## RECORDS SHOWN
Segment Open
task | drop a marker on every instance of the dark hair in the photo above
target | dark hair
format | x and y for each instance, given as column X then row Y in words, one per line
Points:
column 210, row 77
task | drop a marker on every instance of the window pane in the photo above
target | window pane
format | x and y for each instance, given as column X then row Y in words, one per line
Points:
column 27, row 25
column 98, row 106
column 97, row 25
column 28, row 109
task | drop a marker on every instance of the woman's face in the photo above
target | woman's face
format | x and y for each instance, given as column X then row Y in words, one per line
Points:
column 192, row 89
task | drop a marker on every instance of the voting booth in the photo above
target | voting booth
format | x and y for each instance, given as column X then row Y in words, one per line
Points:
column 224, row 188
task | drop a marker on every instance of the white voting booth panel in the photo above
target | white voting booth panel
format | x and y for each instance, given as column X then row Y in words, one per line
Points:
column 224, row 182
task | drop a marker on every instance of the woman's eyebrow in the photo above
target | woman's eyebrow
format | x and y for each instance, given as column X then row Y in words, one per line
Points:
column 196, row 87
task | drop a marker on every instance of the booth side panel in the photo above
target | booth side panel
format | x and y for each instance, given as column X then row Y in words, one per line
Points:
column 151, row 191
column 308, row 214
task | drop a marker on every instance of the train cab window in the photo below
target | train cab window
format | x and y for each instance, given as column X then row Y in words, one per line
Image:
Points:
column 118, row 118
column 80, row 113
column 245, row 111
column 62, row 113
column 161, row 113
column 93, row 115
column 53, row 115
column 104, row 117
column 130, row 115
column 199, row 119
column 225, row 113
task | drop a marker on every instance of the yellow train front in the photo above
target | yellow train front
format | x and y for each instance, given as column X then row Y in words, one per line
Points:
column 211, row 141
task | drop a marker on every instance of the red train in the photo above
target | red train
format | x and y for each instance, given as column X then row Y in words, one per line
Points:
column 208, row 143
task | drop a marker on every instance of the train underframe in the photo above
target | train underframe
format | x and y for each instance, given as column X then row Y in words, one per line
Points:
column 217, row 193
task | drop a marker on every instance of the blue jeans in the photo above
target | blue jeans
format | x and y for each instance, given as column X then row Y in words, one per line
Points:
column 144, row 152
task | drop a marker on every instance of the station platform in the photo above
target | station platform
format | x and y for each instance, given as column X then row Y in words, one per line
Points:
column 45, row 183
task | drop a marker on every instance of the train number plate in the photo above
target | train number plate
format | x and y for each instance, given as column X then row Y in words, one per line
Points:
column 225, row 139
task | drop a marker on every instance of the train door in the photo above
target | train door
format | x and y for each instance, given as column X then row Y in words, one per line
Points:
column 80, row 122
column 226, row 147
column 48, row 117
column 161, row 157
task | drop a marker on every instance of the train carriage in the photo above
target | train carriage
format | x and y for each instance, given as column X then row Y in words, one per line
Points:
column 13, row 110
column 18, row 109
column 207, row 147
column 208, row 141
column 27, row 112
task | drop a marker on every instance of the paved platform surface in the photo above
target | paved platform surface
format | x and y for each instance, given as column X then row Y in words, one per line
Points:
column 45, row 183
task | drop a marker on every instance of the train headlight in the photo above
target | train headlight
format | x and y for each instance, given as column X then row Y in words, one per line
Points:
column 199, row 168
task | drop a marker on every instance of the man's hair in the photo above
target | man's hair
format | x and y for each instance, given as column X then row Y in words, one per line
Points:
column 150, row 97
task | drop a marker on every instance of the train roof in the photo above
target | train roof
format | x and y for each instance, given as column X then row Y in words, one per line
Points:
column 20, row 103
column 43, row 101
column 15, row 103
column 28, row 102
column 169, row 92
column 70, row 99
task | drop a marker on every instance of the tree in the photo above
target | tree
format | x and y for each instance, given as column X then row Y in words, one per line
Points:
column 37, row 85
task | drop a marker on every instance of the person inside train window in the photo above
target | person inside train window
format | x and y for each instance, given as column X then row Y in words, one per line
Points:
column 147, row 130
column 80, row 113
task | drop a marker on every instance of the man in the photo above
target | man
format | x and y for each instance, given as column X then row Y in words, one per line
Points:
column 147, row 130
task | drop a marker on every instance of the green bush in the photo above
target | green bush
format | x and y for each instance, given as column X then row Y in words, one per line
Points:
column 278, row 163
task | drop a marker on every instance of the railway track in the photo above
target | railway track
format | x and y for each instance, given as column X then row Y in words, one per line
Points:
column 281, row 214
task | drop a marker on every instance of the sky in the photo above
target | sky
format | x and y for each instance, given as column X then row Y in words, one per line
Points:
Segment Closed
## WHAT THIS TASK INVOLVES
Repeat exactly the lines from the first line of the records above through the line containing "target | woman's face", both included, and nothing else.

## RESULT OF THIS EXERCISE
task | drop a marker on every instance of the dark hair in the photo above
target | dark hair
format | x and y for each instance, given as column X then row Y in words, one per line
Points:
column 210, row 77
task | drop a marker on every instance of the window pane in the photo above
target | window pane
format | x and y for each instance, given as column X then row Y in words, one per line
Points:
column 27, row 25
column 98, row 106
column 97, row 25
column 28, row 109
task | drop a marker on every instance of the woman's face in the photo above
target | woman's face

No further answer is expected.